**Data extract:**

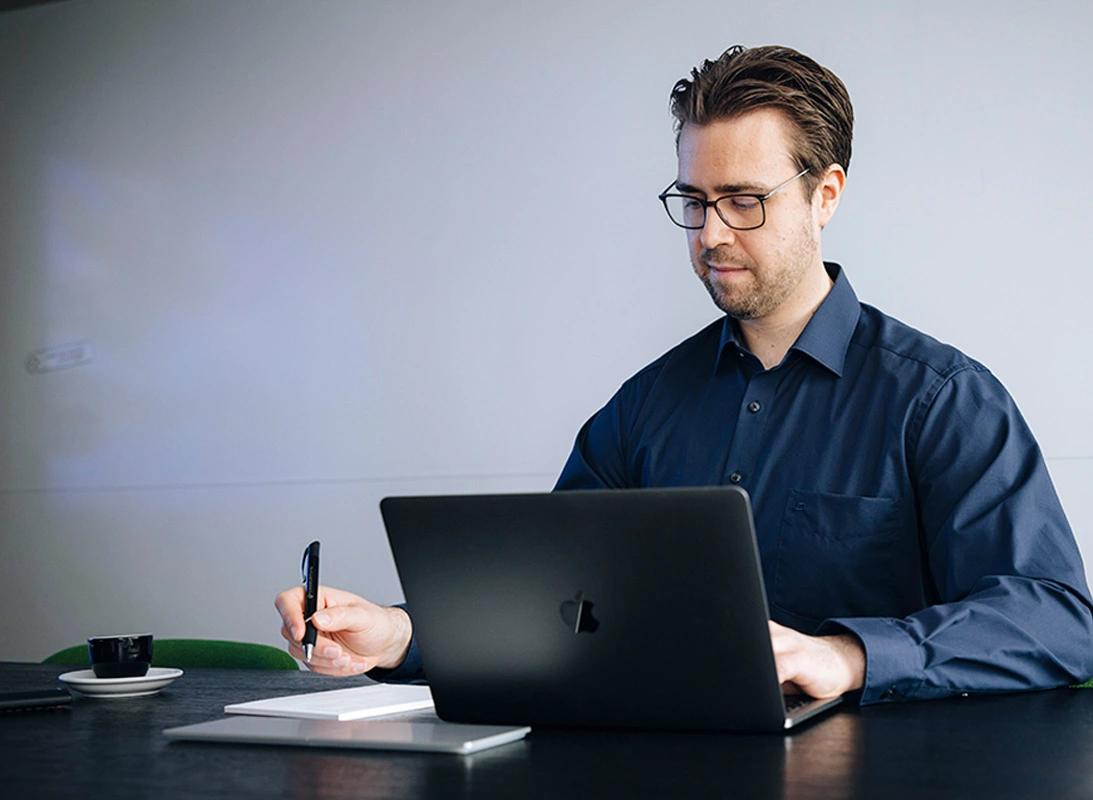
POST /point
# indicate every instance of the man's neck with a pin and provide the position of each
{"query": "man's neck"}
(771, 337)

...

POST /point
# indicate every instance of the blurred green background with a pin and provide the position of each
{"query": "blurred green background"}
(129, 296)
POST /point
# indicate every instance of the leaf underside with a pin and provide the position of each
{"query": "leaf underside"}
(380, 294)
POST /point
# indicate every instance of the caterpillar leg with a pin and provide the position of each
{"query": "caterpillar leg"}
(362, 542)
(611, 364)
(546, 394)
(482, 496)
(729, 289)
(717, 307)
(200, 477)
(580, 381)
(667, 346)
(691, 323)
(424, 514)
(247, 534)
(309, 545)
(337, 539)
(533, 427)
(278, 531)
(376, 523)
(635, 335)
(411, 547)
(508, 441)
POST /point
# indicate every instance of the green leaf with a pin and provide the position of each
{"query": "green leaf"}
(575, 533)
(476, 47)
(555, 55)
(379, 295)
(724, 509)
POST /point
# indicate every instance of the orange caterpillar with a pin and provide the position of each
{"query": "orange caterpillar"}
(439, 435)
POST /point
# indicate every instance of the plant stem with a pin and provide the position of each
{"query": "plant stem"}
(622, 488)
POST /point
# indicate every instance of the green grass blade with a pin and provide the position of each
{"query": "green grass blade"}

* * *

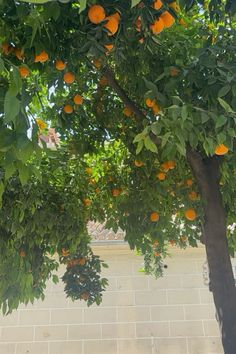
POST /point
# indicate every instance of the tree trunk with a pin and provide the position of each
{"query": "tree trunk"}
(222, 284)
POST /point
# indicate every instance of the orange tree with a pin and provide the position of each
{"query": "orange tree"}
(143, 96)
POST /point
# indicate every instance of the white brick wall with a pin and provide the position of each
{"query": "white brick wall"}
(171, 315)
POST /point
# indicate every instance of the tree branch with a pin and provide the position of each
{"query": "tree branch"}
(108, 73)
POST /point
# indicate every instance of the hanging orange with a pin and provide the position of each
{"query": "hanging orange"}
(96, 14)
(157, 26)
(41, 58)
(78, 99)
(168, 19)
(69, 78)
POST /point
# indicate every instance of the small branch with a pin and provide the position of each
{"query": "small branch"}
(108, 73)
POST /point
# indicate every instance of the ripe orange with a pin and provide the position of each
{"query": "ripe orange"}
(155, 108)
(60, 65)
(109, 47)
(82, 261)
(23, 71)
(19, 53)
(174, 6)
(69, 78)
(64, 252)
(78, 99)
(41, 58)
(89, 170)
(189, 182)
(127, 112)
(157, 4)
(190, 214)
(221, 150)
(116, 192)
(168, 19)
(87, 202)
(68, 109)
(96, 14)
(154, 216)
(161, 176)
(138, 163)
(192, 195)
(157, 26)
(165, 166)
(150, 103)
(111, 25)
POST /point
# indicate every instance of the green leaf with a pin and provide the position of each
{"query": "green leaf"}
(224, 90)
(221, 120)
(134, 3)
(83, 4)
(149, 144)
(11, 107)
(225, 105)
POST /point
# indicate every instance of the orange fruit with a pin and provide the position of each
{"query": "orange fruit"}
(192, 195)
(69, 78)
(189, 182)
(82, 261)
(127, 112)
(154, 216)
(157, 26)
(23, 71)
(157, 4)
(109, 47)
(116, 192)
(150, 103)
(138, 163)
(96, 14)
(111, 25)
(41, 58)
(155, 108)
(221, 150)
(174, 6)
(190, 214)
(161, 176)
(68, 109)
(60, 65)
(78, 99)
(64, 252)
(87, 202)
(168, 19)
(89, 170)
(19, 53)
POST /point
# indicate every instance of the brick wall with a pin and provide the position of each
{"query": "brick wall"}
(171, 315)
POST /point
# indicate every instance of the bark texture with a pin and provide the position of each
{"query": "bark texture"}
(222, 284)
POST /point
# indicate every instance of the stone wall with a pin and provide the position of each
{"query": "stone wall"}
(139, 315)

**Direction:**
Show every line of the records that contains the word "trunk", copying each line in full.

**Finished task:**
# indicate every instance of the tree trunk with a pin and provide the position of each
{"query": "tree trunk"}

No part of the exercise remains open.